Do this: Rewrite the records below with every "green stem" changed to "leaf" and everything else kept the same, leaving the pictures out of your answer.
### Working data ###
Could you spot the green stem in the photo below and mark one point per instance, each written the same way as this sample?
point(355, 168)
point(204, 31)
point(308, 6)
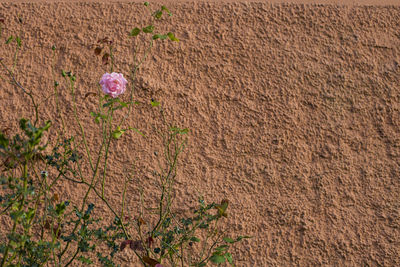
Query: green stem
point(21, 206)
###
Completed exercise:
Could you spot the leaf in the photo below and mark one point per instance, each written the same way as this sample?
point(355, 168)
point(204, 31)
point(308, 6)
Query: leaf
point(21, 206)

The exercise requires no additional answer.